- Task statement -
In the answer, each line from the top of the material through the line that contains "Target: weathered wood post" is restated exactly. No picture is given again.

- Data listing -
··········
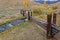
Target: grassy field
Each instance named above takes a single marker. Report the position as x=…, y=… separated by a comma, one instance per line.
x=9, y=13
x=26, y=31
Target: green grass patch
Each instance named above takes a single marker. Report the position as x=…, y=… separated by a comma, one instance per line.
x=24, y=25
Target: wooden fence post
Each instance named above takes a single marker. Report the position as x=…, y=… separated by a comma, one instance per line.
x=28, y=15
x=54, y=18
x=49, y=27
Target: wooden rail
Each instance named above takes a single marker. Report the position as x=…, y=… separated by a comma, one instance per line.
x=54, y=29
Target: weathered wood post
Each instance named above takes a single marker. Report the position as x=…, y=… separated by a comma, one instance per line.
x=28, y=15
x=23, y=12
x=49, y=27
x=54, y=18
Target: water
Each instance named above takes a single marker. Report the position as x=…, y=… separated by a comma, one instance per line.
x=11, y=24
x=48, y=2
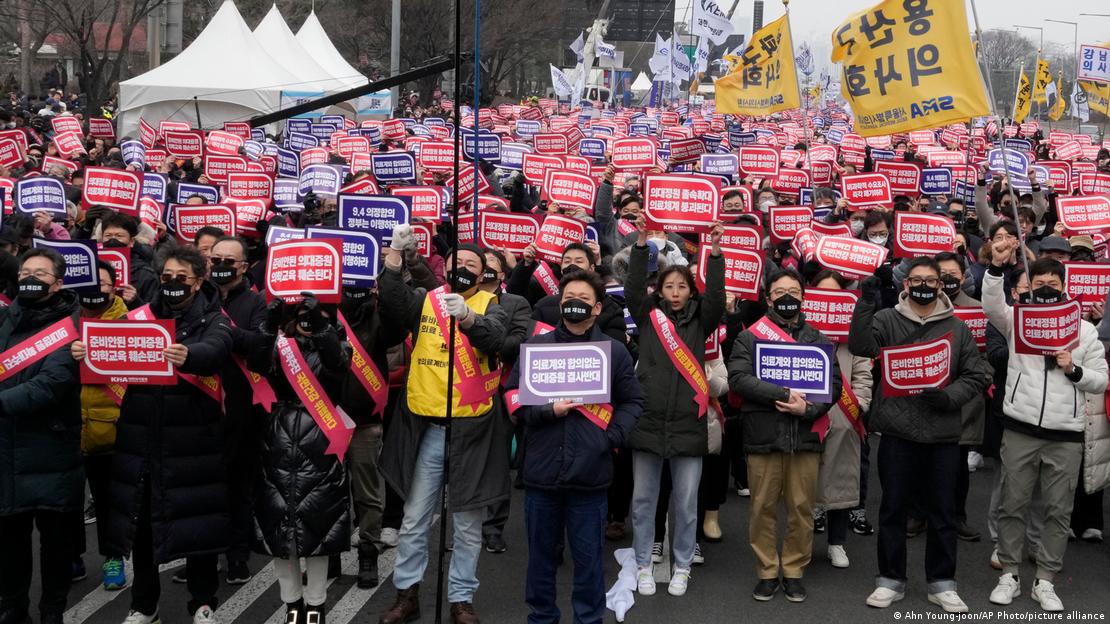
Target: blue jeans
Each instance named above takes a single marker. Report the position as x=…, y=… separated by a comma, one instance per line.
x=685, y=475
x=581, y=515
x=423, y=501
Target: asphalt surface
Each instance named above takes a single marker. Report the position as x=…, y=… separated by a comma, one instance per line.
x=719, y=591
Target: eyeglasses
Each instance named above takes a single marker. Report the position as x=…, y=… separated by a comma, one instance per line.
x=38, y=273
x=180, y=278
x=931, y=282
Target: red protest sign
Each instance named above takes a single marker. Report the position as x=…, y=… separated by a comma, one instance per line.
x=569, y=189
x=784, y=221
x=910, y=369
x=305, y=265
x=634, y=153
x=976, y=321
x=507, y=230
x=743, y=271
x=555, y=233
x=917, y=233
x=851, y=257
x=680, y=203
x=114, y=188
x=1043, y=329
x=865, y=189
x=127, y=352
x=829, y=311
x=184, y=143
x=759, y=161
x=1083, y=213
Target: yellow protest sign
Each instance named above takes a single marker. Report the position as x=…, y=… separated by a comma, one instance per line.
x=1022, y=100
x=765, y=80
x=1042, y=79
x=908, y=64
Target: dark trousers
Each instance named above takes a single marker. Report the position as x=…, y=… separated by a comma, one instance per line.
x=145, y=589
x=548, y=515
x=17, y=563
x=927, y=472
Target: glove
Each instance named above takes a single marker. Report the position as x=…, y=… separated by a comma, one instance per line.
x=456, y=305
x=937, y=399
x=403, y=238
x=274, y=313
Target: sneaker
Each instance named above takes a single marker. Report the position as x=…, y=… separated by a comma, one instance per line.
x=238, y=573
x=948, y=601
x=78, y=571
x=698, y=557
x=1045, y=594
x=975, y=461
x=390, y=537
x=495, y=544
x=204, y=615
x=645, y=581
x=1008, y=589
x=679, y=579
x=859, y=524
x=794, y=590
x=113, y=575
x=883, y=597
x=135, y=617
x=765, y=590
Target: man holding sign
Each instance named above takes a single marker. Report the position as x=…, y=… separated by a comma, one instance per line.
x=920, y=426
x=1043, y=420
x=577, y=436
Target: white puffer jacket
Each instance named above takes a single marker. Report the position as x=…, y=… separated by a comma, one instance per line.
x=1036, y=395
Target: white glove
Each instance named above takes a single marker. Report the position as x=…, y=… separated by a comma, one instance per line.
x=456, y=305
x=403, y=238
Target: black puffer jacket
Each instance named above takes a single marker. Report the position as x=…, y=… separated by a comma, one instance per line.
x=169, y=441
x=40, y=416
x=301, y=503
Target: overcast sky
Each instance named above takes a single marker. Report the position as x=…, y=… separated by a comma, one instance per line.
x=814, y=20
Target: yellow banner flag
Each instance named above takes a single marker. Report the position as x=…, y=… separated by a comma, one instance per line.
x=1042, y=79
x=1022, y=100
x=909, y=66
x=765, y=80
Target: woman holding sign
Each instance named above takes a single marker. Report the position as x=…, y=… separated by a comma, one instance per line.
x=675, y=321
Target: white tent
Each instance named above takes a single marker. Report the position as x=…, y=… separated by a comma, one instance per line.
x=232, y=77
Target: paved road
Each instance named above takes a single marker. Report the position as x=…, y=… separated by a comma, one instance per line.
x=719, y=590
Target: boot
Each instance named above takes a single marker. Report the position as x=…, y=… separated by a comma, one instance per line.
x=405, y=609
x=710, y=527
x=367, y=566
x=463, y=613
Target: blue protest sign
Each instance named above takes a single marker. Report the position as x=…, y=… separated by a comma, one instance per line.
x=376, y=214
x=39, y=193
x=361, y=254
x=394, y=168
x=804, y=368
x=936, y=181
x=80, y=262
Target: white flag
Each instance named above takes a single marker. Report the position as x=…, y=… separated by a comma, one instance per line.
x=710, y=21
x=561, y=82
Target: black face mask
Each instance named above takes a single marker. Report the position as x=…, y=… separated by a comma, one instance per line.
x=1046, y=294
x=462, y=279
x=223, y=275
x=575, y=311
x=32, y=289
x=922, y=294
x=950, y=285
x=787, y=307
··········
- Answer space -
Target: grassy field
Each instance named above takes a single marker. Report the position as x=…, y=… separated by a comma, one instance per line.
x=9, y=13
x=26, y=31
Target: green grass patch
Each instance named above takes a single marker. Report the position as x=…, y=… separated by a comma, one instance per line.
x=24, y=25
Target: wooden fence post
Each instance named above takes a single marker. Report the position as x=…, y=… separated by a comma, one instance per line.
x=28, y=15
x=54, y=18
x=49, y=27
Target: wooden rail
Each instance named above takes a single marker. Report the position as x=…, y=… separated by a comma, one instance per line.
x=54, y=29
Target: weathered wood post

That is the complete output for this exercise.